## Stored items
= = = =

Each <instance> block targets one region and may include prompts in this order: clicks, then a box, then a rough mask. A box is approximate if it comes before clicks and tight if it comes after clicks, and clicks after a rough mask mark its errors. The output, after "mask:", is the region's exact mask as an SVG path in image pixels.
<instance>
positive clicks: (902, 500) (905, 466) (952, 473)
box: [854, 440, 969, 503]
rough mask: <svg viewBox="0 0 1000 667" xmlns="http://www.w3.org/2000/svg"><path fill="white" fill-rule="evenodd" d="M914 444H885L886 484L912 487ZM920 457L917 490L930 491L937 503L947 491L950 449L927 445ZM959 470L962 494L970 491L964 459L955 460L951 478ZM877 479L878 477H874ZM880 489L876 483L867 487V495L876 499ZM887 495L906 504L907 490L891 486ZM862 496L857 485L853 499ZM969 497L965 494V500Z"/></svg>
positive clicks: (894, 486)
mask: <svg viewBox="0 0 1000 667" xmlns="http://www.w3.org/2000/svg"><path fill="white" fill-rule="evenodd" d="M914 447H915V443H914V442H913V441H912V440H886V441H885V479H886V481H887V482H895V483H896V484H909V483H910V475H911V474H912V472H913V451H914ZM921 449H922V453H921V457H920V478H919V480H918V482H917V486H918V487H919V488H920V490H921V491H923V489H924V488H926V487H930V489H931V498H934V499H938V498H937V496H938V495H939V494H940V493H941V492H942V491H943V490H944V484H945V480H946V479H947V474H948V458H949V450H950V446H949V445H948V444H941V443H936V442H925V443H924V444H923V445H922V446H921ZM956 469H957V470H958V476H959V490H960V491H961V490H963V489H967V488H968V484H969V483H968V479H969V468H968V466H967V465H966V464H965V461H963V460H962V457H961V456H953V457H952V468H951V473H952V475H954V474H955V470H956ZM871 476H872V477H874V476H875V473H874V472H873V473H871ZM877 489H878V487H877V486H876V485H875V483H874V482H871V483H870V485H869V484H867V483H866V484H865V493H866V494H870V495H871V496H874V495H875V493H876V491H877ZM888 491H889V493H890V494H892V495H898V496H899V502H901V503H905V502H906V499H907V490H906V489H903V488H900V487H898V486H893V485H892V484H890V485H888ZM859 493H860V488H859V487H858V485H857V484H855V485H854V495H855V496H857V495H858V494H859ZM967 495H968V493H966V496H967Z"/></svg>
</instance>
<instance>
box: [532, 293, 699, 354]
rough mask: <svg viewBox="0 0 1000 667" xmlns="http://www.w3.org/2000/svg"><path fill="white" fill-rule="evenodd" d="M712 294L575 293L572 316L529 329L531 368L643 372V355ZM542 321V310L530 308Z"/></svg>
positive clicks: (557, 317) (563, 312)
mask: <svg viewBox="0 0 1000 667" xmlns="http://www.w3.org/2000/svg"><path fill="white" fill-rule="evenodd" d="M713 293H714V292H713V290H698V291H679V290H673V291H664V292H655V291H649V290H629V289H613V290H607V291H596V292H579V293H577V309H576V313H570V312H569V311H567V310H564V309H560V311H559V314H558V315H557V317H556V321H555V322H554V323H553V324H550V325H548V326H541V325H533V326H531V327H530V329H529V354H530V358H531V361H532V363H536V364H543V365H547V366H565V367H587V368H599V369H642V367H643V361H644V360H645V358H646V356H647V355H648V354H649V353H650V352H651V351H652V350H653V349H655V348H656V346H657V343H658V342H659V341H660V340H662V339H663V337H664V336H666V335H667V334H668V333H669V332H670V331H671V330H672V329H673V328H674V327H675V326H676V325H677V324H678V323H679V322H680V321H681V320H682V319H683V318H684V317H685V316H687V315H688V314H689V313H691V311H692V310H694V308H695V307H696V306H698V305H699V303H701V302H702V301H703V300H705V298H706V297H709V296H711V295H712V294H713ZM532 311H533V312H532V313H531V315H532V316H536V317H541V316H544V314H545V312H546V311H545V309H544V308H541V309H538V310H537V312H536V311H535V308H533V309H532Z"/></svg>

= = = =

## Aim of the exercise
Reproduce the data from the line with "</instance>" up to and including the final line, substituting "coarse mask" for "rough mask" and leaving everything else unchanged.

## Answer for the task
</instance>
<instance>
box: [532, 293, 699, 354]
coarse mask: <svg viewBox="0 0 1000 667" xmlns="http://www.w3.org/2000/svg"><path fill="white" fill-rule="evenodd" d="M712 294L575 293L572 316L529 329L531 368L643 372V355ZM542 321V310L530 308Z"/></svg>
positive clicks: (557, 317) (563, 312)
mask: <svg viewBox="0 0 1000 667" xmlns="http://www.w3.org/2000/svg"><path fill="white" fill-rule="evenodd" d="M713 293H714V292H713V290H698V291H679V290H673V291H664V292H655V291H649V290H629V289H613V290H607V291H596V292H579V293H577V309H576V313H570V312H569V311H567V310H564V309H560V311H559V314H558V315H557V317H556V321H555V322H554V323H553V324H550V325H548V326H541V325H533V326H531V327H530V329H529V354H530V358H531V361H532V363H536V364H543V365H547V366H565V367H587V368H599V369H642V367H643V361H644V360H645V358H646V356H647V355H648V354H649V353H650V352H651V351H652V350H653V349H655V348H656V346H657V343H658V342H659V341H660V340H662V339H663V337H664V336H666V335H667V334H668V333H669V332H670V331H671V330H672V329H673V328H674V327H675V326H676V325H677V324H678V323H679V322H680V321H681V320H682V319H683V318H684V317H685V316H687V315H688V314H689V313H691V311H692V310H694V308H695V307H696V306H698V305H699V303H701V302H702V301H703V300H705V298H706V297H709V296H711V295H712V294H713ZM532 311H533V312H532V313H531V315H532V316H536V317H541V316H544V314H545V312H546V311H545V309H544V308H541V309H538V310H537V312H536V311H535V308H533V309H532Z"/></svg>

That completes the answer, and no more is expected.